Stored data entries
******************************

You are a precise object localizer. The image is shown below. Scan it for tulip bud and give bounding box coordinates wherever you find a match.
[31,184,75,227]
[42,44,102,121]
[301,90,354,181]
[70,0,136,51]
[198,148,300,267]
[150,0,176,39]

******************************

Your objective
Return every line of the records above without changing a single character.

The response
You are a precise object localizer. The image is shown below. Scan it for tulip bud and give bounding box coordinates wherever you find a match.
[31,184,75,227]
[42,44,102,121]
[301,90,354,181]
[70,0,136,51]
[198,148,300,267]
[150,0,176,39]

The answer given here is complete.